Provided text –
Start of Block

Thanks again. It feels like a daunting task controlling all those workers but I have to accept your (collective) wisdom.

Is there any kind of rule of thumb for how many workers you should have? Maybe based on number of cities, or...anything? It seems like the worker issue is the hardest part of Civ for me so far.
 
About one per city is what I shoot for early on.

Managing workers really isn't that hard, and when they finish their current task and pop back into the 'unit waiting for orders' queue it's a good time to assess your cities, take account of growth, figure out if you're optimally working tiles, etc.

Generally I have a big list of things for them to do early on with pretty clear priorities based on my strategy. By mid-game I've managed to do all the most important things and get my road network up and then I start deleting them, leaving one or two for emergency use. Unless I'm warmongering, in which case I keep an army of workers right behind my real army to trading post everything after puppeting.
 
I keep about 1 worker per City until after railroad. Then I will lower the number to 1 for every 3 cities or so. Depending how big my empire is.
 
Whenever I turn automated workers on I just find them building trading posts on absolutely everything. This isn't what I like to happen.

Ideally I'd like to be able to set up the AI myself - stuff like "IF LESS THAN TWO FOOD ON TILE BUILD FARM" or "IF NEXT TO RIVER BUILD FARM". Then I'd be okay with automation.
 
Scarpa I just noticed your sig -

"Why isn't there a brewery building? +2 happiness, -1 production. "

Nice. What would the "Ganja Hut" do for Civs? :)
 
in options you can choose to have automated workers NOT replace existing tiles. later in the game when you have chosen all the farms/lux/mines, etc. that you need you can automate them for dead tiles like desert and tundra and not worry about them replacing something. it took me a few games to know that was in the options menu, haha.
 
They build way to many rouds and in the late game way to many railrouds you only need a few railrouds at you're production cities
 
i keep one per city, and about 3 cities early. if i build up to 5 cities then my first 3 workers suffice unless i have a lot of improvements i need to build.

if i don't get around to workers until later, then i try to get 4-5 or so, but i always intend for any worker number over 3 to be sacrificed as a combat pawn. the AI likes attacking workers so i send in a few when im at war. if im defending, many AI will chase a worker all over the map instead of attacking me and if im attacking i can pull defenders with workers.

End of Block

(Data pulled from a collection)
Start of Block

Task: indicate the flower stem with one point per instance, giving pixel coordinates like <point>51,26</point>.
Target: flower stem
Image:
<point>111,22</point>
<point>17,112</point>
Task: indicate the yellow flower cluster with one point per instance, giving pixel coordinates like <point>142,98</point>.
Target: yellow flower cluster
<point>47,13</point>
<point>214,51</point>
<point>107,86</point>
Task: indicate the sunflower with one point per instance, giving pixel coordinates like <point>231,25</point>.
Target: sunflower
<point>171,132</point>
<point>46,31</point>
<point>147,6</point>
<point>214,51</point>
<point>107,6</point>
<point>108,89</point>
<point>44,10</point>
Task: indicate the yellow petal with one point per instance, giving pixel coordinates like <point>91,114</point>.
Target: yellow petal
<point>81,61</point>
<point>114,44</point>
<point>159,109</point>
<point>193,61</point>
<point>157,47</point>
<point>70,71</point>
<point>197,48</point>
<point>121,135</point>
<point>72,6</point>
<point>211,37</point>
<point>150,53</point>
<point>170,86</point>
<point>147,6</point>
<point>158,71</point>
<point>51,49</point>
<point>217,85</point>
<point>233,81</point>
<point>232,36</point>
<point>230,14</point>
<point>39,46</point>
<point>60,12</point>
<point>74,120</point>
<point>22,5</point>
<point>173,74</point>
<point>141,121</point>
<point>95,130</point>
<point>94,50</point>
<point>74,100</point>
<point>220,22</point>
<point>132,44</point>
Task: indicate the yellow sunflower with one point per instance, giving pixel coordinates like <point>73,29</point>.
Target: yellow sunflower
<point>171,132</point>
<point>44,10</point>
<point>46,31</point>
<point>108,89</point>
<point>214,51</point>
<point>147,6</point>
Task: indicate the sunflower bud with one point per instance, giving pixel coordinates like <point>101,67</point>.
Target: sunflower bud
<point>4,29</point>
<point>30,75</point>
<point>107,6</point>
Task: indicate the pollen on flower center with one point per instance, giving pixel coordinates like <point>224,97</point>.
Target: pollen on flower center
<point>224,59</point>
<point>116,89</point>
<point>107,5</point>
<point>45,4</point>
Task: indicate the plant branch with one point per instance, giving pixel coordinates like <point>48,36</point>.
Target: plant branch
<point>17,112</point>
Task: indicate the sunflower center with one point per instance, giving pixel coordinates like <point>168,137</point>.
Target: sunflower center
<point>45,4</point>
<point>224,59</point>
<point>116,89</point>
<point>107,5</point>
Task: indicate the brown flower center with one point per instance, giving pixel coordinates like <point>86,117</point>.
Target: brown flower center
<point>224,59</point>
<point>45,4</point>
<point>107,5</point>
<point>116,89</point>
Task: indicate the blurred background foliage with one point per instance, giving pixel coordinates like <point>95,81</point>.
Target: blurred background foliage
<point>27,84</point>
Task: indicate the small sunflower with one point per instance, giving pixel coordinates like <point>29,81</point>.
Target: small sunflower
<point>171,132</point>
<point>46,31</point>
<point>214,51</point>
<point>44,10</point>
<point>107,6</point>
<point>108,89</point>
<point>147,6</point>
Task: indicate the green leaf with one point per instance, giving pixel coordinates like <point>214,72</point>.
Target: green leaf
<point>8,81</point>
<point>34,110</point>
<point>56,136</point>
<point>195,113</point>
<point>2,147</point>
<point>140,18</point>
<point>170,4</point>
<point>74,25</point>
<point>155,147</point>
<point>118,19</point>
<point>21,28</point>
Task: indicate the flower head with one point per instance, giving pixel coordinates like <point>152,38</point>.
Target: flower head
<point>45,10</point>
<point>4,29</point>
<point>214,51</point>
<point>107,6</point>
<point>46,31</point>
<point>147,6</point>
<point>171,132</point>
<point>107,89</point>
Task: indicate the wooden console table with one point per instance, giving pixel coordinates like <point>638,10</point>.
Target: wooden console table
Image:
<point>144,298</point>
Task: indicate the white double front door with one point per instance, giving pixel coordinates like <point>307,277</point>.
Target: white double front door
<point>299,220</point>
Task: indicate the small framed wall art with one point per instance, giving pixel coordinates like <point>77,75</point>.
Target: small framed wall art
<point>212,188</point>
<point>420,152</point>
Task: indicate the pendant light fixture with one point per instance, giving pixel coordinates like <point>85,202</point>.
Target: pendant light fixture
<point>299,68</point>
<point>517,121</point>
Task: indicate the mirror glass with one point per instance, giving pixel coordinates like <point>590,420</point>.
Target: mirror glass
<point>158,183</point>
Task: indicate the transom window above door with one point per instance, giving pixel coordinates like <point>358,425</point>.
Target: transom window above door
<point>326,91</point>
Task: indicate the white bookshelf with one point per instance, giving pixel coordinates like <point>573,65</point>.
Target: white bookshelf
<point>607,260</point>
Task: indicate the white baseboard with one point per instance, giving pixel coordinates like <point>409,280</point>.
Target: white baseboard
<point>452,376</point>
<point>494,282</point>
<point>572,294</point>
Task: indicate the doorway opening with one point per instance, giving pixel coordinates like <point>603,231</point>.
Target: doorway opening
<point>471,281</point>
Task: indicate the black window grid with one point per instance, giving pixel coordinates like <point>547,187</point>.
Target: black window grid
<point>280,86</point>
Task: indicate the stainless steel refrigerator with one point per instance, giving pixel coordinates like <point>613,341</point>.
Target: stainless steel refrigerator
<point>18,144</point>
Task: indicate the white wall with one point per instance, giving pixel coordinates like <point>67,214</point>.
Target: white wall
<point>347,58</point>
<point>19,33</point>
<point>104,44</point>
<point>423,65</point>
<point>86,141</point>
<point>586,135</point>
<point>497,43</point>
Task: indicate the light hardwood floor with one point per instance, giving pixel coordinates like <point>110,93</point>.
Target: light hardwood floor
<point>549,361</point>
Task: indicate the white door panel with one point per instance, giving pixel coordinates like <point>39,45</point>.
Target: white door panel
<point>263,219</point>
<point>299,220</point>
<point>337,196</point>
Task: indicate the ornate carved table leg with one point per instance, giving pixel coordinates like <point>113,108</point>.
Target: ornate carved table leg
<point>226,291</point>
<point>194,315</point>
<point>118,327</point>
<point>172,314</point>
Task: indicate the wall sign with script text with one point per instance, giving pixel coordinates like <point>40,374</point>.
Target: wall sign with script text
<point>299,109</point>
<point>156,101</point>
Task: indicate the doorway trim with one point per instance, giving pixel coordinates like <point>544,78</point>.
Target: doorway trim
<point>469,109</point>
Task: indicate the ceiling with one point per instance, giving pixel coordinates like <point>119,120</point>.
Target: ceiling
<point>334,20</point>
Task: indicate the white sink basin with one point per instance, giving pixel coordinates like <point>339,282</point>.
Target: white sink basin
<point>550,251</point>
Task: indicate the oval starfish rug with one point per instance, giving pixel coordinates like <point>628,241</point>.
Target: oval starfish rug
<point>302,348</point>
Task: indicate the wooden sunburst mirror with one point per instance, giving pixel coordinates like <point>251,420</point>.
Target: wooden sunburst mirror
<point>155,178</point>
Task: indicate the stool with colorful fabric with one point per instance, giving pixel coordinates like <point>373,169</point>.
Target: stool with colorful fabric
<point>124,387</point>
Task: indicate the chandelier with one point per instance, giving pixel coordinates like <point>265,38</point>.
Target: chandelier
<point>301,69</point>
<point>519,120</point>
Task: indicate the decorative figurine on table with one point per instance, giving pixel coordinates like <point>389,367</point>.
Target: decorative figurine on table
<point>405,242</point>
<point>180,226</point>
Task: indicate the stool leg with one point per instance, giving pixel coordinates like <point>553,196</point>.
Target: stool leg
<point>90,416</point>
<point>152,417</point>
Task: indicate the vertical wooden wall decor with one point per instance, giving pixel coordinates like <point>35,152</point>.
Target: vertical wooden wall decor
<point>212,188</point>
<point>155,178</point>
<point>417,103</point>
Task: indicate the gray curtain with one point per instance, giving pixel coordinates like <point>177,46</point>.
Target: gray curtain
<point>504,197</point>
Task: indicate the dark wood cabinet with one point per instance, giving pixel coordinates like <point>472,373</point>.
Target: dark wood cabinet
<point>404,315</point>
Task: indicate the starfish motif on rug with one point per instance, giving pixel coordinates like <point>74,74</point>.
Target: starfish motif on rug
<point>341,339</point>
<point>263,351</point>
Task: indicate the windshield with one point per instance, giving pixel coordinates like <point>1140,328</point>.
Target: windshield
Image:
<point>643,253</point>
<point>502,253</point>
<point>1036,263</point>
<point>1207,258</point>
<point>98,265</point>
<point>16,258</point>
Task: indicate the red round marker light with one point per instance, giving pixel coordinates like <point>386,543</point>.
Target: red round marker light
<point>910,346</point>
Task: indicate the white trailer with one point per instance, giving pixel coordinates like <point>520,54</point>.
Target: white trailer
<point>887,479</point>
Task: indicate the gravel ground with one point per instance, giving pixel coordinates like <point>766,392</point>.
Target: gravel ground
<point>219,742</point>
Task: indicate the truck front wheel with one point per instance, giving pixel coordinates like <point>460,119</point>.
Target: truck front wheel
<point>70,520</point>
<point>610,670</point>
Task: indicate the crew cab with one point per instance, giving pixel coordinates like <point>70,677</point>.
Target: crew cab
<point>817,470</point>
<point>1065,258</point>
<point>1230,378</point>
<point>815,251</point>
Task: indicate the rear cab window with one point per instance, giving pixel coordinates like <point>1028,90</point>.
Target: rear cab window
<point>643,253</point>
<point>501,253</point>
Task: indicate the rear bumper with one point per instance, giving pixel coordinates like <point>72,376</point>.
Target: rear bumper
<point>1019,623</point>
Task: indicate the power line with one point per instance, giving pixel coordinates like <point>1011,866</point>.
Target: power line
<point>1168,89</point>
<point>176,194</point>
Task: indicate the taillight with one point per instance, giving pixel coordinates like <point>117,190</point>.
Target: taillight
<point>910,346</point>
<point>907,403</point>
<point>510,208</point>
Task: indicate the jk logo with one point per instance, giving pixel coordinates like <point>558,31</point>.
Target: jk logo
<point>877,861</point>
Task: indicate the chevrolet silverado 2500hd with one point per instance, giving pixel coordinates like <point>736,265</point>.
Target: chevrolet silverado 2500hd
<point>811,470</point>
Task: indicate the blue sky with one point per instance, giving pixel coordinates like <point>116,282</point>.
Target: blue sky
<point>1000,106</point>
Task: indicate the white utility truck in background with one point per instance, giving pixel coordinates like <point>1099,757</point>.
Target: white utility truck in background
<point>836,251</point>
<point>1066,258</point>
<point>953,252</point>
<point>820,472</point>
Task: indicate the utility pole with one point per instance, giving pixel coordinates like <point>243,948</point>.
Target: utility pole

End of Block

Required action A –
Answer these questions about the forum discussion on managing workers in Civ:
(i) What does the poster who writes "I keep about 1 worker per City until after railroad" cut the number down to after that?
(ii) What can you choose in options to stop automated workers from doing?
(iii) What does the poster who wants to set up the AI themselves say automated workers build on absolutely everything?
Required action B –
Write out the part of the forum discussion on Civ workers from "Nice. What would" to "options menu, haha.", word for word.
Required action C –
Keep the forum discussion about managing workers in Civ going from where it stops.

Answer area A –
(i) About 1 worker for every 3 cities, depending on how big the empire is.
(ii) Replacing existing tiles.
(iii) Trading posts.

Answer area B –
Nice. What would the "Ganja Hut" do for Civs? :)
 
in options you can choose to have automated workers NOT replace existing tiles. later in the game when you have chosen all the farms/lux/mines, etc. that you need you can automate them for dead tiles like desert and tundra and not worry about them replacing something. it took me a few games to know that was in the options menu, haha.

Answer area C –
when i capture enemy workers, i IMMEDIATELY delete them asap so that the unit is absolutely gone. i do the same in mp.

late game, with a one-track road system you can convert 5 cities worth roads into railroads pretty quickly with 3 workers or so. if i stagnate at my third city which usually happens, then i get my 3 workers and every time i capture an AI city, i puppet it then i send in 3 workers to re-develop their plots and REMOVE ROADS I DO NOT NEED OR WANT which saves me money. then, if i want to annex it, i already have a correctly improved city even if no buildings.

those same 3 workers will go to every city, one at a time with my army to build roads ahead of or behind my troops so that when i capture a city i can have it connected pretty quickly. if i find my empire has nothing real for 3 workers to do then i go to war - if i find my empire has too much for 3 workers to do, i slow down everything and focus on defensive building.

if you monitor the pace of how much work is left in your territory for your workers to do on a basis of 1 worker per city, then you can estimate if you are advancing at a viable pace.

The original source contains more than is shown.